Reading text Start Marker
Since 2003, I have been teaching one-, two-, and three-credit Privacy Rule classes at law schools across the country. I also have provided continuing education and other training programs on the topic of the Privacy Rule to practicing physicians, dentists, clinical psychologists, social workers, nurses, and other health care professionals, as well as non-lawyer privacy officials and other health industry participants. My goal with this Article is to examine approaches to teaching the Privacy Rule to law and non-law audiences. Through trial and error, I believe I have improved my Privacy Rule teaching since 2003, and I wish to share my pedagogical successes and failures in this Article.

This Article proceeds as follows: Part I summarizes the history of the Privacy Rule, including the many proposed rules, interim final rules, final rules, guidance documents, and resolution agreements published by HHS. Part II reviews the Privacy Rule's theory of and approach to health information confidentiality. Part III discusses my experience teaching the Privacy Rule to both law and non-law audiences.
Reading text End Marker
Available data Start Marker
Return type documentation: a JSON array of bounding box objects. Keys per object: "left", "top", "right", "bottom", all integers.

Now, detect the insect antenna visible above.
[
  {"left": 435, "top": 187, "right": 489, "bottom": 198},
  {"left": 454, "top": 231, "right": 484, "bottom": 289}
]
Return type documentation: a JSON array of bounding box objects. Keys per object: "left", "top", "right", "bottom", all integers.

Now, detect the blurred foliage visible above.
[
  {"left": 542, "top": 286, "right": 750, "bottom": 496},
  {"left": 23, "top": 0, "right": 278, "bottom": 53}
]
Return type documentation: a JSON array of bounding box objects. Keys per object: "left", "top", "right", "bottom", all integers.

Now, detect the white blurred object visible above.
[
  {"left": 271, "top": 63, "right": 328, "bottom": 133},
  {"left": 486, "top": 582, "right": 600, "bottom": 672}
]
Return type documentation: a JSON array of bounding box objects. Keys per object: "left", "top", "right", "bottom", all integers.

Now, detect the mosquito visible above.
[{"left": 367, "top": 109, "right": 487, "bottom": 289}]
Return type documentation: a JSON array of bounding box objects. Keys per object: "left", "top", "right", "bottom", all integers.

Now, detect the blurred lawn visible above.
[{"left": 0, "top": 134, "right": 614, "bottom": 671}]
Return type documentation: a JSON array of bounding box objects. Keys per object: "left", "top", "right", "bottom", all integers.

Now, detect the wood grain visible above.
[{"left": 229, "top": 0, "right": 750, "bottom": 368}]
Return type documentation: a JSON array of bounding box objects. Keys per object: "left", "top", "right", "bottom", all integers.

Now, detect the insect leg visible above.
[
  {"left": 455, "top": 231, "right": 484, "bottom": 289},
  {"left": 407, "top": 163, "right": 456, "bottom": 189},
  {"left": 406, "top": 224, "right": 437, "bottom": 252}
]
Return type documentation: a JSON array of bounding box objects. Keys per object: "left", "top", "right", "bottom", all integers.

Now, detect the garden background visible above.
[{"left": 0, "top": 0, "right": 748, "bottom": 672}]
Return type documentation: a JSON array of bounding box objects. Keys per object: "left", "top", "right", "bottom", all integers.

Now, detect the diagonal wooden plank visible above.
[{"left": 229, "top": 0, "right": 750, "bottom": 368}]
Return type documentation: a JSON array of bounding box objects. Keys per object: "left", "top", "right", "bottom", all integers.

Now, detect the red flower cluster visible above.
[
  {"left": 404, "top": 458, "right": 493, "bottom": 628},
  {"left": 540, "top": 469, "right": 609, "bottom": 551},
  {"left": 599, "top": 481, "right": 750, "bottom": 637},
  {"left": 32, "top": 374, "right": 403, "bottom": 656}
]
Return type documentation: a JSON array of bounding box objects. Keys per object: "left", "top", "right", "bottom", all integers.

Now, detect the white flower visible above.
Available data End Marker
• [Task details] Write the next part of the article on teaching the Privacy Rule, picking up after its last sentence. The listing is not needed for this.

• [Task answer]
In part because few judicial opinions interpreting the Privacy Rule are substantively helpful, Part III argues that Privacy Rule teachers may wish to teach fewer cases and focus instead on the principles of health information confidentiality gleaned from the preambles to HHS's rulemakings as well as HHS's guidance documents, resolution agreements, and frequently-asked questions. Part III further suggests that Privacy Rule teachers who train non-law audiences solicit questions in advance and use these questions to illustrate the Privacy Rule's use-and-disclosure requirements, as bird's-eye legal overviews tend to be unhelpful.